== Extrait choisi ==

===

Arc-sous-Cicon (France) (AFP) – Chaque matin à l’aube, Olivier Joliot inspecte l’eau qui sort de sa station d’épuration flambant neuve. Ce producteur de Comté n’a pas intérêt à déverser de l’eau polluée : les fromageries sont désormais sous étroite surveillance des pouvoirs publics.
A Arc-sous-Cicon, village lové au milieu des champs et des forêts du plateau jurassien, la coopérative laitière de M. Joliot évite de rejeter le petit-lait issu de la fabrication du fromage. Mais ailleurs dans le Doubs, certaines fromageries ont pendant des années infecté en toute impunité les affluents de la Loue, rivière jadis réputée pour ses truites.
Eaux troubles, mousse blanche, odeurs d’égout et poissons morts ont été signalés entre 2019 et 2020 aux abords de laiteries présentant des défaillances importantes de traitement des eaux usées.
Alexandre Cheval, de la Fédération départementale de pêche, se souvient encore du « triste spectacle des écoulements de la station d’épuration de la fromagerie » de Cléron, où « des eaux bleues » et « des algues » avaient envahi le ruisseau de la Mée, un affluent de la Loue.
Mais il constate une nette amélioration.
A Arc-sous-Cicon, les 12 agriculteurs propriétaires de la coopérative laitière ont investi 505.000 euros pour construire l’an dernier une station d’épuration.

===

== Données fournies ==

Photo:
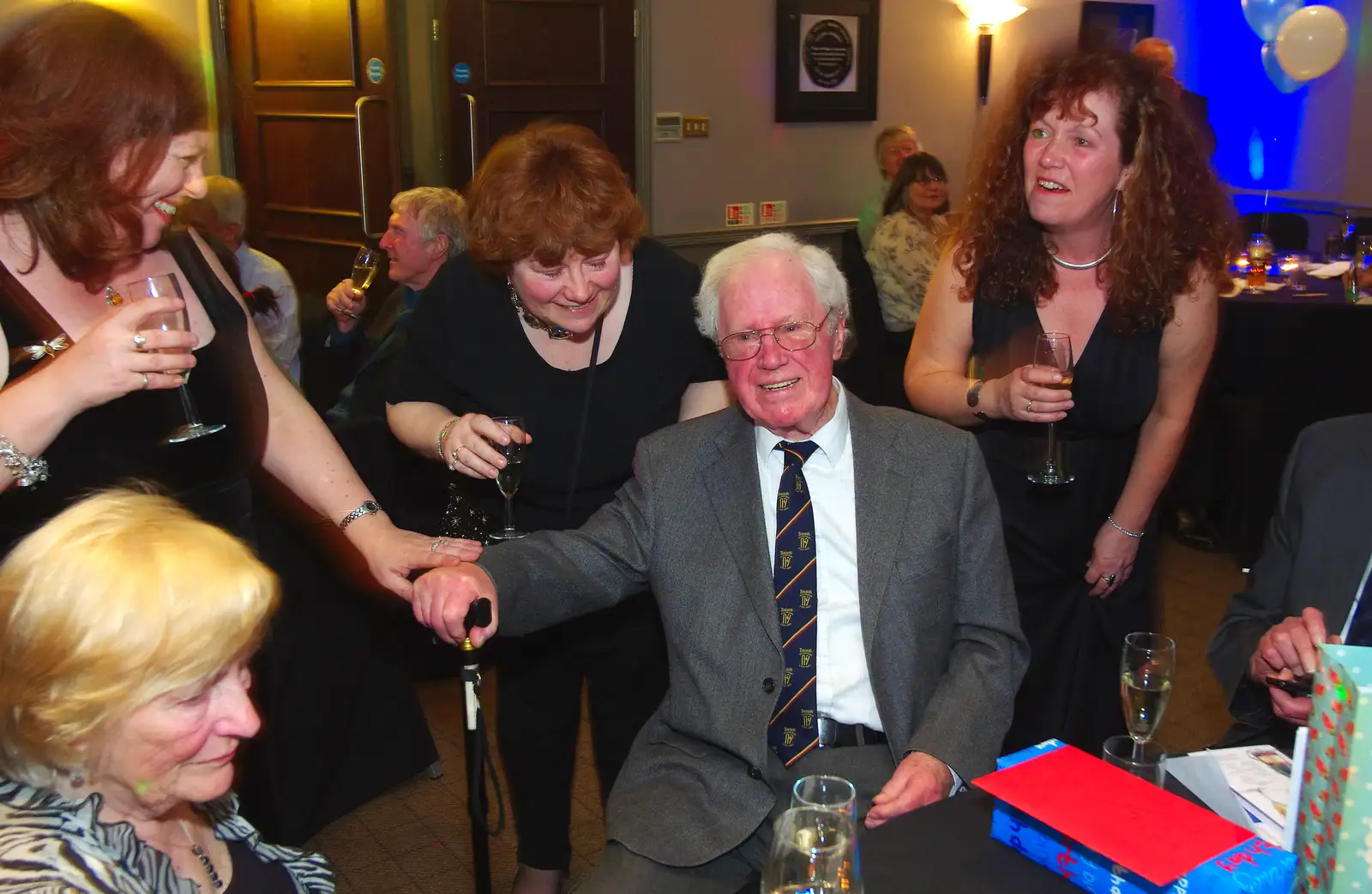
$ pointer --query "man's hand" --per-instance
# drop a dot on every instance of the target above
(346, 303)
(1290, 649)
(919, 779)
(442, 598)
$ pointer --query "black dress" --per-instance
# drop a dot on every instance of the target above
(340, 723)
(468, 352)
(1072, 687)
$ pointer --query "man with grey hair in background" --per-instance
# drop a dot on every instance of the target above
(424, 232)
(832, 579)
(223, 213)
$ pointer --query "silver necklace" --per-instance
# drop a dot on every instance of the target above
(1053, 253)
(534, 322)
(203, 857)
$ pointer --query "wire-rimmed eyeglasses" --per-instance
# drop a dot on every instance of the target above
(792, 336)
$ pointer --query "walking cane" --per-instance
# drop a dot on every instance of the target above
(477, 753)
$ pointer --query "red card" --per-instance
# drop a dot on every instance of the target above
(1122, 818)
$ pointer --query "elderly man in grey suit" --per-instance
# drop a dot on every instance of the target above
(832, 579)
(1303, 585)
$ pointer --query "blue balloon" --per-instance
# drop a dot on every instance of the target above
(1276, 73)
(1266, 16)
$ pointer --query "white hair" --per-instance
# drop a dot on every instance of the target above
(830, 287)
(436, 210)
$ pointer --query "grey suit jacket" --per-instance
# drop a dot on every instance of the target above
(1315, 553)
(939, 617)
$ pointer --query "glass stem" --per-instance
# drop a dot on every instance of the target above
(189, 406)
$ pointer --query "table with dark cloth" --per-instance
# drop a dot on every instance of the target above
(1285, 359)
(947, 846)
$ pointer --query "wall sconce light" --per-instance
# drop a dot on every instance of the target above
(987, 15)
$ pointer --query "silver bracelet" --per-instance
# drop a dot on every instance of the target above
(1122, 530)
(27, 471)
(442, 436)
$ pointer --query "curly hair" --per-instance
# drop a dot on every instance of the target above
(1173, 224)
(545, 191)
(84, 91)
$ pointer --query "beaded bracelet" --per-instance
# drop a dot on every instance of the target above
(1122, 528)
(442, 436)
(27, 471)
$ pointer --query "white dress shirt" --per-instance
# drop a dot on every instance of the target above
(843, 686)
(280, 331)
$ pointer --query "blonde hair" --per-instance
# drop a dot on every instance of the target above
(117, 601)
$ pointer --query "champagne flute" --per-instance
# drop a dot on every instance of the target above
(1054, 351)
(1146, 668)
(508, 479)
(811, 853)
(168, 285)
(364, 267)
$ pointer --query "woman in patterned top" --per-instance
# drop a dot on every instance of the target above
(125, 631)
(905, 249)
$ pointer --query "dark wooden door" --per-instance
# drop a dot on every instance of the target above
(315, 129)
(532, 59)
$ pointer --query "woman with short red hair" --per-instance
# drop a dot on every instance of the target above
(560, 313)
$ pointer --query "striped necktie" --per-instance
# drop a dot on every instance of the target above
(795, 729)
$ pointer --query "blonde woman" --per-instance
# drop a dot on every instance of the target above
(125, 633)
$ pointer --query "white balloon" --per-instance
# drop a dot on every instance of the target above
(1312, 41)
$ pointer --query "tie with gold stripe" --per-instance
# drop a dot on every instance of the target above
(793, 729)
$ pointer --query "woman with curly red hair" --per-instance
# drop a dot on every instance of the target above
(1092, 214)
(562, 315)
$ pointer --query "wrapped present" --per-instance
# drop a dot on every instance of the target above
(1110, 832)
(1334, 827)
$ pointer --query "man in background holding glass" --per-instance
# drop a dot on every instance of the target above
(1303, 587)
(424, 232)
(792, 651)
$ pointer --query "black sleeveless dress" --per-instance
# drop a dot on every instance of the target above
(340, 720)
(1072, 687)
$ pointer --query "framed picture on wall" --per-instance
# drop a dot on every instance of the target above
(1115, 25)
(827, 59)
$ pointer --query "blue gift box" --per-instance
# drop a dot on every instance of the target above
(1255, 867)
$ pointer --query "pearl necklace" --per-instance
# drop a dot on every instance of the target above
(1053, 253)
(534, 322)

===

== Exercice A ==
Répondez aux questions suivantes d'après l'extrait sur les fromageries du Doubs :
(i) Qu'inspecte Olivier Joliot chaque matin à l'aube ?
(ii) Entre quelles années les nuisances ont-elles été signalées aux abords des laiteries ?
(iii) Combien les agriculteurs de la coopérative d'Arc-sous-Cicon ont-ils investi dans la station d'épuration ?
== Exercice B ==
Relevez, s'il vous plaît, tous les signes de pollution signalés aux abords des laiteries dans l'extrait sur les fromageries du Doubs.
== Exercice C ==
Poursuivez l'extrait sur les fromageries du Doubs à partir de sa dernière phrase.

== Résultat A ==
(i) L'eau qui sort de sa station d'épuration flambant neuve.
(ii) Entre 2019 et 2020.
(iii) 505.000 euros.

== Résultat B ==
Eaux troubles, mousse blanche, odeurs d'égout, poissons morts.

== Résultat C ==
« Le but est de récupérer tout le petit-lait et d’essayer d’avoir le moins de pertes possibles à l’égout », explique Olivier Joliot, responsable de la coopérative, qui s’efforce aussi de limiter les rejets des produits de nettoyage.
La plupart des producteurs ont compris l’enjeu à long terme de ces efforts, notamment en termes d’image du Comté, fromage d’appellation d’origine protégée le plus vendu en France.
« Si on veut être encore là demain, on doit être soucieux de l’environnement sur lequel on vit depuis des millénaires », estime un des membres de la coopérative d’Arc-sous-Cicon, Paul Michel.
« Electrochoc »
La pollution des rivières a en partie pour origine l’augmentation de la production laitière, portée par la dynamique de la filière Comté. Au point que le parquet régional de l’environnement de Besançon, créé en 2021, a ouvert des enquêtes après plusieurs signalements. Deux premières fromageries, dont celle de Cléron, ont été condamnées l’année suivante à de lourdes amendes.
Devenues sous-dimensionnées, les stations d’épuration des laiteries incriminées déversaient « des eaux non traitées dans la nature, avec un effet catastrophique pour l’environnement », sur un sol très perméable, analyse le procureur de la République Etienne Manteaux.
« Depuis des années on ne disait rien aux fromageries polluantes et elles se sentaient autorisées à continuer », relève-t-il. « Ces condamnations ont créé un électrochoc local en faisant prendre conscience que le temps de la tolérance était révolu ».
La dernière fromagerie industrielle du département encore suspectée de telles pollutions, la société Mulin et fils, sera jugée vendredi à Besançon. La préfecture du Doubs lui réclame une consignation de 1,5 million d’euros pour financer les travaux de mise aux normes de sa station d’épuration.
« Rester vigilant »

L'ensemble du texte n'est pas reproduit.